• Short problem A: Count the lines in the records that contain the word "mountain" and reply with only that number.

:: Document section ::

Skyfall

Posted on November 8, 2012 at 8:00 am

A-
Lowest Recommended Age: High School
MPAA Rating: Rated PG-13 for intense violent sequences throughout, some sexuality, language, and smoking
Profanity: Strong language
Alcohol/ Drugs: Drinking, smoking
Violence/ Scariness: Extended spy-style peril and violence with many characters injured or killed and some graphic images
Diversity Issues: Diverse characters, strong women
Date Released to Theaters: November 9, 2012
Date Released to DVD: February 11, 2013
Amazon.com ASIN: B007REV4YI

James Bond goes home in every sense in this ravishingly entertaining entry in the series.  Five decades later, it all of a sudden feels fresh, fun, and utterly engaging.  This is the best Bond in decades.We are in the middle of the action almost before the lights go down in the theater.  Two quick but unmistakable notes on the soundtrack as Bond (Daniel Craig in his third outing) enters a room with dead and dying agents.  He looks like a million bucks.  Or, I should say, a million pounds.  Sterling.

A quick communication and then a chase, and what a chase. Not since “Raiders of the Lost Ark” has a movie begun with such a knowing shot of adrenaline. It’s action as ontology recapitulating phylogeny.  On one level, it’s a world-class heart-thumper, brilliantly staged and paced. But it’s also a witty meta-take on chase scenes in general and Bond in particular, with everything from an exotic open market to a shootout and a motorcycle and hopping on a train.  And by that I mean hopping ON a train.  And a pretty girl.  With a gun.  And a missing hard drive.  He also stops to adjust his cuffs.

So, we’re good to go, and it just keeps getting better.

Things are not going so well back at MI-6, where M (Dame Judi Dench) is in a meeting with a rather stiff government official (Ralph Feinnes)  who is displeased about the way things are going.  “Are we to call this civilian oversight?” she asks with asperity.  “No, we’re calling this retirement planning,” he responds.  MI-6 itself is attacked and this time, as they say, it’s personal.

Bond has had a tough time of it lately.  The heightened stylization of the “Austin Powers” parodies made it more difficult to take Bond’s glossiness and the over-the-top total world domination-style bad guys seriously and the grittiness of the “Bourne” movies made the sophistication and brio of the series and its lead character seem superficial.  The series was in danger of becoming a parody of itself, with its over-the-top plot twists and villains.  And it was choking on product placement.  “Skyfall” is forthright in confronting the challenges of our time, with both spies and bureaucrats well aware that our enemies are harder to identify than they were in the Cold War era, and more damage can be done with a laptop than a bomb.

:::

• Short problem B: Write the next part of the Skyfall review, starting right after its last sentence.

:: Material provided ::

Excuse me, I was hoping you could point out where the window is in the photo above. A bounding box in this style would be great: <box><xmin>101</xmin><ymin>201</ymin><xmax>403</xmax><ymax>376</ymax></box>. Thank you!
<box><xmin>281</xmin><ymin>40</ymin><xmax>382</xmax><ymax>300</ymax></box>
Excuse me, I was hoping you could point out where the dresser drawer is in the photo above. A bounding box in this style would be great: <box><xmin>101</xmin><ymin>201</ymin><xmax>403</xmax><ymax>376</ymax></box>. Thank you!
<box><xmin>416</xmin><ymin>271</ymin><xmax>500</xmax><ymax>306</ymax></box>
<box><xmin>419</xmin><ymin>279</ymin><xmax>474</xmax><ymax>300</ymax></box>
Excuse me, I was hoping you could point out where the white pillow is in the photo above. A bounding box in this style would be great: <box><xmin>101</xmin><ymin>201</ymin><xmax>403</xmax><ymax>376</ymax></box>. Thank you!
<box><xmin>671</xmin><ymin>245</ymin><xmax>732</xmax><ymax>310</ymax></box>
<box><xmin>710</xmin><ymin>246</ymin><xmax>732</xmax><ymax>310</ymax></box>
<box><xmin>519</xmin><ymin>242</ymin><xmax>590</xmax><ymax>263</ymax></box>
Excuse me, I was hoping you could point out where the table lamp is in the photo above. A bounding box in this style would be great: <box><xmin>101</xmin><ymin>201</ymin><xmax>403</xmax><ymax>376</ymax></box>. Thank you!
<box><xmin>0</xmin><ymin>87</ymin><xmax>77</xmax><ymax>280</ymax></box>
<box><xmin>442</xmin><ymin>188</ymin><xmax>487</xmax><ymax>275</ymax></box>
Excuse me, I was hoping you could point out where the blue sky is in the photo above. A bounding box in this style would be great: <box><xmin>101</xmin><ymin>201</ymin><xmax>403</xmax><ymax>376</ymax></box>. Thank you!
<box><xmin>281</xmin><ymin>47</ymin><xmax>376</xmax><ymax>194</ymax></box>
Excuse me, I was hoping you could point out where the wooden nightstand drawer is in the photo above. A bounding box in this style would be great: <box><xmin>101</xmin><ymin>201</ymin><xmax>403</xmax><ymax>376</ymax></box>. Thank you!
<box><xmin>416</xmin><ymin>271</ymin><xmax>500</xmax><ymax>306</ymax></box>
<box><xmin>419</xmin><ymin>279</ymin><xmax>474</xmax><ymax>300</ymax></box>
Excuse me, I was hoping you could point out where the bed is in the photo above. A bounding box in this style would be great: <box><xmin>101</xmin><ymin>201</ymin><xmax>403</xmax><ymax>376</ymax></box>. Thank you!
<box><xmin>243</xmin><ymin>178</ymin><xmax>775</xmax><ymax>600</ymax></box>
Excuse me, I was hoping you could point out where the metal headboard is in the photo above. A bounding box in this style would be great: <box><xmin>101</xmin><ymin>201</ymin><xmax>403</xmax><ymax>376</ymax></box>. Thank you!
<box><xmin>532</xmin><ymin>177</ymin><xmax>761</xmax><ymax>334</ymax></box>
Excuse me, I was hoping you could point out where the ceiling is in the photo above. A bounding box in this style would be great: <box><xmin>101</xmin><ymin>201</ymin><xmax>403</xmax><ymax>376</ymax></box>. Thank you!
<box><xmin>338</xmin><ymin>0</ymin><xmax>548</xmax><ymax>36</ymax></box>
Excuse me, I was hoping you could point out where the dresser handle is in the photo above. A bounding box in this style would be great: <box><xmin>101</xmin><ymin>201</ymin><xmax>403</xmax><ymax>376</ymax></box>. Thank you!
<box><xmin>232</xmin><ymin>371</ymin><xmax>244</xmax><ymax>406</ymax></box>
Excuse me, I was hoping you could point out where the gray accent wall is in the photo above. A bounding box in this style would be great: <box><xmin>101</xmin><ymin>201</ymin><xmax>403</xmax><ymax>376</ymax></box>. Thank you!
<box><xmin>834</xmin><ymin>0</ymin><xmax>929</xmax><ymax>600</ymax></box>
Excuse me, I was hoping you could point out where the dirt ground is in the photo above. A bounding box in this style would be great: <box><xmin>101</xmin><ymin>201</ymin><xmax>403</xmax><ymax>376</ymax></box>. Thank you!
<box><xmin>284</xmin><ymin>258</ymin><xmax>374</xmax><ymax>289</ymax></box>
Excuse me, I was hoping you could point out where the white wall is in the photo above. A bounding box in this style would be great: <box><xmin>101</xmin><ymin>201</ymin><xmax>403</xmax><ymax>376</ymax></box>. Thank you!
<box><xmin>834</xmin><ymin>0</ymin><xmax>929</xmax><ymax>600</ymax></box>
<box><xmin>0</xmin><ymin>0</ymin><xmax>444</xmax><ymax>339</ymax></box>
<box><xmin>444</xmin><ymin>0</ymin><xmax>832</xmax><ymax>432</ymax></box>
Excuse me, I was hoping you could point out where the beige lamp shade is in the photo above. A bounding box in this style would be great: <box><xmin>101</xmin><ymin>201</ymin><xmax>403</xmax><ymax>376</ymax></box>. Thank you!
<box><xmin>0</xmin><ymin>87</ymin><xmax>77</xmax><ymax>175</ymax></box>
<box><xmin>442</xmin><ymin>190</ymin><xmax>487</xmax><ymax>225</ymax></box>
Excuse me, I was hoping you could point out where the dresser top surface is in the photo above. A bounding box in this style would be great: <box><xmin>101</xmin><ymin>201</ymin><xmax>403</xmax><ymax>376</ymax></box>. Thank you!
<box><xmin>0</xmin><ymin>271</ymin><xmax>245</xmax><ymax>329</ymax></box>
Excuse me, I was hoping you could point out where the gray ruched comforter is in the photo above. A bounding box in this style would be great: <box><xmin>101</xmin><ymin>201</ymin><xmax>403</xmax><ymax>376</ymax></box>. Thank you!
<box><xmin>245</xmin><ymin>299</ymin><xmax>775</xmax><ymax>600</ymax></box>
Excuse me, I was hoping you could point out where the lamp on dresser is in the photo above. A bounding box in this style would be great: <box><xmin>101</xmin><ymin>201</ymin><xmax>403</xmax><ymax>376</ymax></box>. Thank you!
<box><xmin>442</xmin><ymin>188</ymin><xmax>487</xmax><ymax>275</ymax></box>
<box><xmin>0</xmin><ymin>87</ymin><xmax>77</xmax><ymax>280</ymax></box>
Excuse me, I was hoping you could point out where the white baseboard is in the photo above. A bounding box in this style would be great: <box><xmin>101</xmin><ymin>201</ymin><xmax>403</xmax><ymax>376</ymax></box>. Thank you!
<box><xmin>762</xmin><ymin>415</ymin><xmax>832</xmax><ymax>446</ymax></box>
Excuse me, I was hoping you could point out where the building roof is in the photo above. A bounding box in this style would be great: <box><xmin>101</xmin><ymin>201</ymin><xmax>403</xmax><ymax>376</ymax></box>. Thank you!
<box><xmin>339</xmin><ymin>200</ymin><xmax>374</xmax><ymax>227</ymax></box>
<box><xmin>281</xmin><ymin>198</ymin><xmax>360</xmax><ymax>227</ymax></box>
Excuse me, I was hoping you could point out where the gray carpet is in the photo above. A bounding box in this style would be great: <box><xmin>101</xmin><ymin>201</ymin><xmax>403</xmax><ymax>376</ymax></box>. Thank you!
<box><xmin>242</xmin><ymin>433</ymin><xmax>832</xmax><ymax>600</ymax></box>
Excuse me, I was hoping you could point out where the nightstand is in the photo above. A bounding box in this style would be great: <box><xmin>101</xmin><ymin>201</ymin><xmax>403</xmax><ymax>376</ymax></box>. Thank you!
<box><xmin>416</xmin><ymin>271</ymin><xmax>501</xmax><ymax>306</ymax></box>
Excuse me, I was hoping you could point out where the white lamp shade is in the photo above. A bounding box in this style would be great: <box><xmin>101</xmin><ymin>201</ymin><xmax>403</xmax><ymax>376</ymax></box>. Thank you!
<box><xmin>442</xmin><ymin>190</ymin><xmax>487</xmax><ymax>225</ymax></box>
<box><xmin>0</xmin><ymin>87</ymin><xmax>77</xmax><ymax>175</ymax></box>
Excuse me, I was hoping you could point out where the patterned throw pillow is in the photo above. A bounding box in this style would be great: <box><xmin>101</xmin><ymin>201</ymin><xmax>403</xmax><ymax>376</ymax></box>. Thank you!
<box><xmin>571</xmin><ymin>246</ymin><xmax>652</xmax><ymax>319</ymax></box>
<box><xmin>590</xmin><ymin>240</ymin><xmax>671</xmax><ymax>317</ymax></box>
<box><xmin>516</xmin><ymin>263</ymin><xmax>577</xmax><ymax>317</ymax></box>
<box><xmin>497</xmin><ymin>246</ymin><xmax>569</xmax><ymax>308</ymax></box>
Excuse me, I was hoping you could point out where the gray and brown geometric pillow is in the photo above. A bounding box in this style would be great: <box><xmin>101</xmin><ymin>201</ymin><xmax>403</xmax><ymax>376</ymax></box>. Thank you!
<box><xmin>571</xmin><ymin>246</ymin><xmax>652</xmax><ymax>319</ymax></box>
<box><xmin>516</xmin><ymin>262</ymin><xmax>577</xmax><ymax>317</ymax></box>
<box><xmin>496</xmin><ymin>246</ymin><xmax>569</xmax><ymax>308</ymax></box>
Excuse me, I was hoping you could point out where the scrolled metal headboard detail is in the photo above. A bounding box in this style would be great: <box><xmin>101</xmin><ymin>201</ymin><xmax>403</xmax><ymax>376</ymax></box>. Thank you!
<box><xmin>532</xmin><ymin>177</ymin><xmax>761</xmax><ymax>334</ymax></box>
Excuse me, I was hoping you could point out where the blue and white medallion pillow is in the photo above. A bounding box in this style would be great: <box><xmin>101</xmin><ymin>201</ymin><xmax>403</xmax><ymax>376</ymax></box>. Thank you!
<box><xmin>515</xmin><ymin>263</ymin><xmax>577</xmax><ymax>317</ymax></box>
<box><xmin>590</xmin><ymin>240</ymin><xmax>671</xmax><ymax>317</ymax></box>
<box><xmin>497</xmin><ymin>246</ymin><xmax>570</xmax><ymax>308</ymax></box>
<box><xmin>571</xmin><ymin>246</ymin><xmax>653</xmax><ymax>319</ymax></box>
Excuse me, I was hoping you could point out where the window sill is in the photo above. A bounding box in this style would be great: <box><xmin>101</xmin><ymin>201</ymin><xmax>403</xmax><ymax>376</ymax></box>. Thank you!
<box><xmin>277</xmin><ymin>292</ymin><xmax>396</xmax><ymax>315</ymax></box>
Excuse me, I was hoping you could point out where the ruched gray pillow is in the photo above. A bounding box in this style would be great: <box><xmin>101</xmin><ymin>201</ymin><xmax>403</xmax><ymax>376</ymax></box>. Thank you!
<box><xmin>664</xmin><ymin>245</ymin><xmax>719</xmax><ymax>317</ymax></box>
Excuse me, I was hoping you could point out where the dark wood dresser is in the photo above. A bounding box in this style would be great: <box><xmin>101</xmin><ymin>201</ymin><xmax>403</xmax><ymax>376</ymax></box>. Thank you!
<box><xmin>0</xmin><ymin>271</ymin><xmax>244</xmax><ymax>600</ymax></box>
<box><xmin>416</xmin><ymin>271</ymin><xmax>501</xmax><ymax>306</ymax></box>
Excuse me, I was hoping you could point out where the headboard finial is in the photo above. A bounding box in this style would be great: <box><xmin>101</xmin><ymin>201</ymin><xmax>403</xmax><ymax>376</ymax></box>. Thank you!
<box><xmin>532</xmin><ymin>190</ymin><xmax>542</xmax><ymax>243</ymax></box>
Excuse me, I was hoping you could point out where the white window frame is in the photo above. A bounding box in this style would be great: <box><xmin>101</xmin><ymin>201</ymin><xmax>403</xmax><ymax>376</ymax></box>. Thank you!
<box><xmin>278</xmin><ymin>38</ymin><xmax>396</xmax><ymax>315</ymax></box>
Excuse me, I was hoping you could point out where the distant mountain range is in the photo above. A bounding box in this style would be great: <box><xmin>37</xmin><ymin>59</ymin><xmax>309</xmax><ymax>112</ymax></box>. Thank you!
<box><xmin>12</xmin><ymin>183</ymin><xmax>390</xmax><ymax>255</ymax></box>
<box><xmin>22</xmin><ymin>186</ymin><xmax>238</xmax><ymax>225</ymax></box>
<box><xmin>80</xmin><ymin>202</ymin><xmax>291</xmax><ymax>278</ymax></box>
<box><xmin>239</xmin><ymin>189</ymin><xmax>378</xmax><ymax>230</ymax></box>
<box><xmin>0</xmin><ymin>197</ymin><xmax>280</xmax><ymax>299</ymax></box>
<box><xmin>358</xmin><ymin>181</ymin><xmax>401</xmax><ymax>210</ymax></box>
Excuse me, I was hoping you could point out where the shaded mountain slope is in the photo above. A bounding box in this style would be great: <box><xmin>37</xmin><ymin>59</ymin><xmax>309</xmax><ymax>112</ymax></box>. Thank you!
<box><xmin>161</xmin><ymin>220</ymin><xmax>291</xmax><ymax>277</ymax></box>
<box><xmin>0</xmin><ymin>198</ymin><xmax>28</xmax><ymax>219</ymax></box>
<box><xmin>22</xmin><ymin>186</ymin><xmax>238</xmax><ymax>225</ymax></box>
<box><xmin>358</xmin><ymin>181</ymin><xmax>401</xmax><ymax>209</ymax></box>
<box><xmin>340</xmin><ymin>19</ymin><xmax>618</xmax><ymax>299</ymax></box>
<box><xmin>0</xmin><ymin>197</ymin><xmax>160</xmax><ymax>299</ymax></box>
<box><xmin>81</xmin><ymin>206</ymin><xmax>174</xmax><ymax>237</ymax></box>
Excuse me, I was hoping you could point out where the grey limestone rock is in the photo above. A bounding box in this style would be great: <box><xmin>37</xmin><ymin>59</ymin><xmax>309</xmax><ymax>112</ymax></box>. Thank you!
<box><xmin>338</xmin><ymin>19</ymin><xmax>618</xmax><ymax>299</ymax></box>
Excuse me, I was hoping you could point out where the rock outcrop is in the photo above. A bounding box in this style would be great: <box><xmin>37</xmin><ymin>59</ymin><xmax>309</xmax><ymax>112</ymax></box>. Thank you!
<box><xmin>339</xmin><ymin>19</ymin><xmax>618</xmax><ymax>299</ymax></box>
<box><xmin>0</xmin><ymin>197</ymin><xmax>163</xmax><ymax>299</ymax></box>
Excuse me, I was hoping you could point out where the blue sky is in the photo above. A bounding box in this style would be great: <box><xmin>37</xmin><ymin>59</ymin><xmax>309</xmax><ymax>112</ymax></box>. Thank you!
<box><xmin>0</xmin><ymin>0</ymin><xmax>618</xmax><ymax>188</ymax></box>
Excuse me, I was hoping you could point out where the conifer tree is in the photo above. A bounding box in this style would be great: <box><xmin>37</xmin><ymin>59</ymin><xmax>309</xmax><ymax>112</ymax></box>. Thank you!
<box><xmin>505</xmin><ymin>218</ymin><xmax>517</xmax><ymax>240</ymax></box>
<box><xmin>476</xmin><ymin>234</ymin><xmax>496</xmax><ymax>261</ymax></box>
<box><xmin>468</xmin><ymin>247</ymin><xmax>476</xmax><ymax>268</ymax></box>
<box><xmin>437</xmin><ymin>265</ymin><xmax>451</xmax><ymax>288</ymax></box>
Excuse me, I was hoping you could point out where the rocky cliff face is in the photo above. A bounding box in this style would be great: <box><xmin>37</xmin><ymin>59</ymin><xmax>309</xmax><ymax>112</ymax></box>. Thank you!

:::

• Exercise response A: 2

• Exercise response B:
“Skyfall” kicks it old school, with more heart, meaning, and character — and a more deliciously twisted villain (Javier Bardem) than the last dozen in the series combined.  This is much more than the usual girl and a gun and a villain and only seconds to save the world from various exotic locations.  The locations are fabulously chosen, however, from MI-6’s transplanted underground lair to a deserted island city with a toppled Ozymandias-style statue, a motorcycle chase along Istanbul rooftops, and an estate in Scotland.  And Ben Wishaw (“Cloud Atlas”) makes a lovely young Q with mad computer skillz and madder hair.

Adele provides the best Bond theme song since the 60’s, her husky voice reminiscent of the Shirley Bassey era.  Director Sam Mendes is not known for action or genre but he has a great eye and he is totally up to the task here, delivering a story that gives depth to the characters and moral complexity to the storyline.  Mendes deftly explores variations on the themes of compromise, consequences, context, and choice, while never letting up on the action and glamour.  It wouldn’t be a Bond movie without some reason for our hero to don black tie for a visit to a swanky gambling den that happens to have a pit with Komodo dragons, any more than it would without some doomed beauty with time for one last romantic encounter.  “Skyfall” has tremendous understanding and affection for the legacy of Bond, but, more important, it makes us excited about the next 50 years.

Parents should know that this film has spy-type action and peril with chases, explosions, and guns, many characters injured and killed, sexual references and situations,some strong language,drinking, and smoking.

Family discussion: Characters in this film have to make some very tough choices that risk or sacrifice the lives of their colleagues. What factors do they consider? What are the consequences? How does what we learn about Bond and M change the way you think about them?  Why does MI-6 like orphans?

If you like this, try: the 23 other Bond films, especially “Goldfinger,” “You Only Live Twice,” and “Goldeneye”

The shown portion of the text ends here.